• Task to complete:
Rewrite the lines of the entries below as a numbered list, omitting blank lines. Leave the pictures out of your answer.

Items from a dataset
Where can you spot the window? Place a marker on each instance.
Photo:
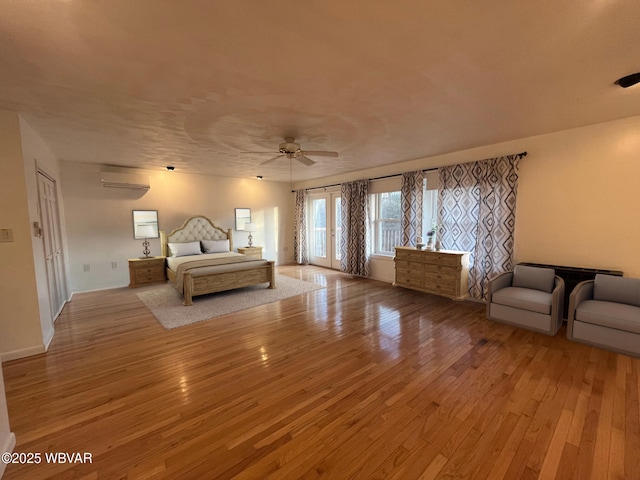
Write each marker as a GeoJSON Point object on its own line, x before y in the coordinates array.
{"type": "Point", "coordinates": [386, 214]}
{"type": "Point", "coordinates": [386, 222]}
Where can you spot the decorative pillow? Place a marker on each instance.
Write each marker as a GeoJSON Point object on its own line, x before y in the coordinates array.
{"type": "Point", "coordinates": [215, 246]}
{"type": "Point", "coordinates": [183, 249]}
{"type": "Point", "coordinates": [611, 288]}
{"type": "Point", "coordinates": [536, 278]}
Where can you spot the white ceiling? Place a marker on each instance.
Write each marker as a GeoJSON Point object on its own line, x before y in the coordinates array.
{"type": "Point", "coordinates": [150, 83]}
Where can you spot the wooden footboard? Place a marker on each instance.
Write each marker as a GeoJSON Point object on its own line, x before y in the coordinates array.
{"type": "Point", "coordinates": [218, 282]}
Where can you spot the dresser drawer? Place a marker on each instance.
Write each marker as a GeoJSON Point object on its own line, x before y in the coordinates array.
{"type": "Point", "coordinates": [439, 259]}
{"type": "Point", "coordinates": [412, 256]}
{"type": "Point", "coordinates": [449, 289]}
{"type": "Point", "coordinates": [432, 269]}
{"type": "Point", "coordinates": [409, 280]}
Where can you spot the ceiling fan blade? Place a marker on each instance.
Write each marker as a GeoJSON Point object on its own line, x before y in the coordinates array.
{"type": "Point", "coordinates": [320, 153]}
{"type": "Point", "coordinates": [271, 159]}
{"type": "Point", "coordinates": [307, 161]}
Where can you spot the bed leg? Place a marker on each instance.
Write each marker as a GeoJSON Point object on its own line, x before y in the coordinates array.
{"type": "Point", "coordinates": [272, 275]}
{"type": "Point", "coordinates": [187, 290]}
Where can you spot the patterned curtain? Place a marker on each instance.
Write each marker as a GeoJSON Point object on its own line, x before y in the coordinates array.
{"type": "Point", "coordinates": [411, 206]}
{"type": "Point", "coordinates": [300, 228]}
{"type": "Point", "coordinates": [354, 244]}
{"type": "Point", "coordinates": [477, 206]}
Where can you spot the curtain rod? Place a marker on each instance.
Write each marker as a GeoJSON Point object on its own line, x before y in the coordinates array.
{"type": "Point", "coordinates": [521, 155]}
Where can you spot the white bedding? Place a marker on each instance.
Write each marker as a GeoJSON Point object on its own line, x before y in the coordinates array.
{"type": "Point", "coordinates": [173, 262]}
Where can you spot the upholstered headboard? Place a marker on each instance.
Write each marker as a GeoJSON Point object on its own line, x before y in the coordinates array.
{"type": "Point", "coordinates": [194, 229]}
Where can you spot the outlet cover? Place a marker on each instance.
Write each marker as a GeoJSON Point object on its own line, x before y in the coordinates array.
{"type": "Point", "coordinates": [6, 235]}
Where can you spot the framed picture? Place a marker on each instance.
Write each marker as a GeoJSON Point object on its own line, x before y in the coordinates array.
{"type": "Point", "coordinates": [142, 220]}
{"type": "Point", "coordinates": [243, 215]}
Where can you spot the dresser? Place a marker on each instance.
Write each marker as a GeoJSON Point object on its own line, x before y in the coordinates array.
{"type": "Point", "coordinates": [143, 271]}
{"type": "Point", "coordinates": [255, 252]}
{"type": "Point", "coordinates": [443, 273]}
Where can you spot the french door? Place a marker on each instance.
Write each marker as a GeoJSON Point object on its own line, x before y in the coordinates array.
{"type": "Point", "coordinates": [324, 229]}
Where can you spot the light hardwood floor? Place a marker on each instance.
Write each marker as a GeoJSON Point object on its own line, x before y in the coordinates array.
{"type": "Point", "coordinates": [358, 380]}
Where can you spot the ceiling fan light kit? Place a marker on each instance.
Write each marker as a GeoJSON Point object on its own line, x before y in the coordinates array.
{"type": "Point", "coordinates": [629, 80]}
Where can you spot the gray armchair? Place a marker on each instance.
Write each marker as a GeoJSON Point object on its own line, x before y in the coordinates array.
{"type": "Point", "coordinates": [605, 312]}
{"type": "Point", "coordinates": [528, 297]}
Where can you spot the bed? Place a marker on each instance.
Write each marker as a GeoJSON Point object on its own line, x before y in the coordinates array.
{"type": "Point", "coordinates": [200, 260]}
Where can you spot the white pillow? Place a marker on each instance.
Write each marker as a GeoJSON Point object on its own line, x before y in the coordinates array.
{"type": "Point", "coordinates": [183, 249]}
{"type": "Point", "coordinates": [215, 246]}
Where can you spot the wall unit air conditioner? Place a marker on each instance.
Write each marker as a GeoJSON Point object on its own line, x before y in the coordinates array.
{"type": "Point", "coordinates": [125, 180]}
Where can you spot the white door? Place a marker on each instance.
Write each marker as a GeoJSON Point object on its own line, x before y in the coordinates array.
{"type": "Point", "coordinates": [324, 229]}
{"type": "Point", "coordinates": [52, 242]}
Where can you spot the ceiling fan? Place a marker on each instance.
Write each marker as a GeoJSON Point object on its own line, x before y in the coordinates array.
{"type": "Point", "coordinates": [290, 150]}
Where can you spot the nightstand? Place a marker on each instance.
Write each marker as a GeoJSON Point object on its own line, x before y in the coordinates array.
{"type": "Point", "coordinates": [255, 252]}
{"type": "Point", "coordinates": [143, 271]}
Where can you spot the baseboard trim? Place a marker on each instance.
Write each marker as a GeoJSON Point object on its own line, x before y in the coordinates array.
{"type": "Point", "coordinates": [22, 353]}
{"type": "Point", "coordinates": [98, 289]}
{"type": "Point", "coordinates": [9, 445]}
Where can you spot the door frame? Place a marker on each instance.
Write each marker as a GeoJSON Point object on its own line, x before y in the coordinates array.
{"type": "Point", "coordinates": [331, 238]}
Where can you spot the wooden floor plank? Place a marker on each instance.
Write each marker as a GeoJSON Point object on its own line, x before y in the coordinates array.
{"type": "Point", "coordinates": [356, 380]}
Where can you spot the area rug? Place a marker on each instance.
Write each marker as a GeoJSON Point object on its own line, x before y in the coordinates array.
{"type": "Point", "coordinates": [165, 302]}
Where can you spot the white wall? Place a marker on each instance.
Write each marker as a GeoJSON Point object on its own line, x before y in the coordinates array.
{"type": "Point", "coordinates": [578, 197]}
{"type": "Point", "coordinates": [20, 327]}
{"type": "Point", "coordinates": [99, 220]}
{"type": "Point", "coordinates": [7, 438]}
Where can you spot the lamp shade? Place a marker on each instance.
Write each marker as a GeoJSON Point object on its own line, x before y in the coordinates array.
{"type": "Point", "coordinates": [146, 231]}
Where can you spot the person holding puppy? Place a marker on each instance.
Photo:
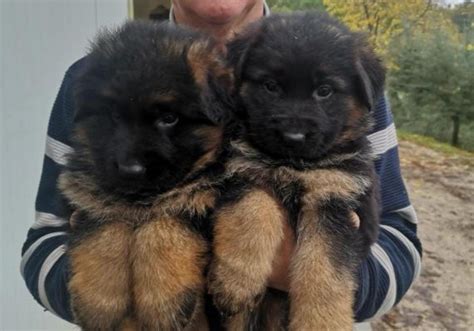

• Answer for this exercise:
1. Where can you spot the window? Place a marker on each instance.
2. Photo:
3. Write each marker as a GeoJSON Point object on its own line, x before y in the coordinates array.
4. {"type": "Point", "coordinates": [386, 214]}
5. {"type": "Point", "coordinates": [386, 222]}
6. Where can you spot the decorative pillow? Place a marker on each instance.
7. Write each marker as a GeoJSON Point object on its own line, x before y in the coordinates array.
8. {"type": "Point", "coordinates": [215, 246]}
9. {"type": "Point", "coordinates": [183, 249]}
10. {"type": "Point", "coordinates": [611, 288]}
11. {"type": "Point", "coordinates": [536, 278]}
12. Where can you spot the white ceiling? Place a marker on each instance.
13. Write each marker as a GeoJSON Point object on its own line, x before y in the coordinates array.
14. {"type": "Point", "coordinates": [150, 83]}
15. Where can you spot the wooden footboard? Place a marker on each instance.
16. Write each marker as a GeoJSON Point object on its own line, x before y in the coordinates array.
17. {"type": "Point", "coordinates": [218, 282]}
18. Where can you spot the dresser drawer? Place a marker on each instance.
19. Write each marker as a GeoJSON Point object on its own line, x before y in the coordinates array.
20. {"type": "Point", "coordinates": [439, 259]}
21. {"type": "Point", "coordinates": [412, 256]}
22. {"type": "Point", "coordinates": [449, 289]}
23. {"type": "Point", "coordinates": [432, 269]}
24. {"type": "Point", "coordinates": [409, 280]}
25. Where can you spot the ceiling fan blade? Place a marker on each instance.
26. Write each marker as a GeoJSON Point object on its own line, x before y in the coordinates array.
27. {"type": "Point", "coordinates": [320, 153]}
28. {"type": "Point", "coordinates": [271, 159]}
29. {"type": "Point", "coordinates": [307, 161]}
30. Where can you spot the bed leg? Place a marker on each instance.
31. Write each marker as a GeoJSON Point object on its own line, x before y in the coordinates array.
32. {"type": "Point", "coordinates": [272, 275]}
33. {"type": "Point", "coordinates": [187, 290]}
34. Where can you spot the patterned curtain? Place a marker on each instance.
35. Write each marker as a GeoJSON Point object on its own line, x before y in the coordinates array.
36. {"type": "Point", "coordinates": [411, 206]}
37. {"type": "Point", "coordinates": [300, 228]}
38. {"type": "Point", "coordinates": [354, 244]}
39. {"type": "Point", "coordinates": [477, 206]}
40. Where can you spot the curtain rod? Place a marker on each instance.
41. Write each marker as a GeoJSON Point object on its own line, x before y in the coordinates array.
42. {"type": "Point", "coordinates": [521, 155]}
43. Where can you spot the white bedding? Place a marker on each instance.
44. Write each marker as a GeoJSON Point object on its own line, x before y in the coordinates array.
45. {"type": "Point", "coordinates": [173, 262]}
46. Where can you spot the upholstered headboard? Place a marker on each instance.
47. Write each marker as a GeoJSON Point object on its own line, x before y in the coordinates array.
48. {"type": "Point", "coordinates": [194, 229]}
49. Where can you spot the outlet cover? Place a marker on each instance.
50. Write each marker as a GeoJSON Point object on its own line, x before y in the coordinates array.
51. {"type": "Point", "coordinates": [6, 235]}
52. Where can you spot the framed picture? Place a marker on each instance.
53. Write each marker as a GeoJSON Point object on its own line, x before y in the coordinates array.
54. {"type": "Point", "coordinates": [142, 220]}
55. {"type": "Point", "coordinates": [243, 215]}
56. Where can you spot the dresser? Place a marker on each instance.
57. Write each marker as a GeoJSON Point object on its own line, x before y in the coordinates array.
58. {"type": "Point", "coordinates": [143, 271]}
59. {"type": "Point", "coordinates": [255, 252]}
60. {"type": "Point", "coordinates": [443, 273]}
61. Where can you spot the french door? Place a marker on each instance.
62. Write each marker as a GeoJSON Point object on its own line, x before y in the coordinates array.
63. {"type": "Point", "coordinates": [324, 229]}
64. Where can you spot the light hardwood floor? Place a marker on each instance.
65. Write each marker as a GeoJSON Point object on its own line, x before y in the coordinates array.
66. {"type": "Point", "coordinates": [358, 380]}
67. Where can you spot the ceiling fan light kit? Place a marker on each instance.
68. Write each marker as a GeoJSON Point object on its own line, x before y in the coordinates array.
69. {"type": "Point", "coordinates": [629, 80]}
70. Where can you spot the gray armchair? Place a marker on each instance.
71. Write each marker as a GeoJSON Point object on its own line, x before y in the coordinates array.
72. {"type": "Point", "coordinates": [605, 312]}
73. {"type": "Point", "coordinates": [528, 297]}
74. Where can you spot the bed? Place a marker on each instance.
75. Write each marker as a GeoJSON Point object on its own line, x before y in the coordinates array.
76. {"type": "Point", "coordinates": [200, 260]}
77. Where can you spot the white pillow? Place a marker on each instance.
78. Write each marker as a GeoJSON Point object on its own line, x before y in the coordinates array.
79. {"type": "Point", "coordinates": [183, 249]}
80. {"type": "Point", "coordinates": [215, 246]}
81. Where can you spot the wall unit air conditioner? Place a marker on each instance.
82. Write each marker as a GeoJSON Point object on its own line, x before y in the coordinates array.
83. {"type": "Point", "coordinates": [125, 180]}
84. Where can you spot the white door? Place a marker on each instance.
85. Write each marker as a GeoJSON Point object on its own line, x before y in the coordinates array.
86. {"type": "Point", "coordinates": [324, 229]}
87. {"type": "Point", "coordinates": [52, 242]}
88. Where can you spot the ceiling fan? Place a marker on each instance.
89. Write each marker as a GeoJSON Point object on its own line, x before y in the coordinates array.
90. {"type": "Point", "coordinates": [290, 150]}
91. Where can you spot the nightstand? Place a marker on each instance.
92. Write each marker as a GeoJSON Point object on its own line, x before y in the coordinates array.
93. {"type": "Point", "coordinates": [255, 252]}
94. {"type": "Point", "coordinates": [143, 271]}
95. Where can you spot the baseboard trim? Place a marker on each instance.
96. Write each marker as a GeoJSON Point object on its own line, x before y in the coordinates array.
97. {"type": "Point", "coordinates": [22, 353]}
98. {"type": "Point", "coordinates": [98, 289]}
99. {"type": "Point", "coordinates": [9, 445]}
100. Where can you spot the door frame? Place a marker on each instance.
101. Write each marker as a GeoJSON Point object on its own line, x before y in the coordinates array.
102. {"type": "Point", "coordinates": [331, 238]}
103. Where can you spot the wooden floor plank? Place a marker on each instance.
104. Write each marker as a GeoJSON Point object on its own line, x before y in the coordinates array.
105. {"type": "Point", "coordinates": [356, 380]}
106. Where can you spot the area rug? Place a marker on each instance.
107. Write each marker as a GeoJSON Point object on its own line, x before y in the coordinates array.
108. {"type": "Point", "coordinates": [165, 302]}
109. Where can you spot the white wall? Place a marker on each instance.
110. Write each marker as a GeoJSON Point object on its own line, x before y in the coordinates array.
111. {"type": "Point", "coordinates": [578, 197]}
112. {"type": "Point", "coordinates": [20, 327]}
113. {"type": "Point", "coordinates": [99, 220]}
114. {"type": "Point", "coordinates": [7, 438]}
115. Where can you spot the lamp shade? Place a marker on each instance.
116. Write each marker as a GeoJSON Point object on its own line, x before y in the coordinates array.
117. {"type": "Point", "coordinates": [146, 231]}
118. Where can you spot the person holding puppy? Place a marker on each instance.
119. Photo:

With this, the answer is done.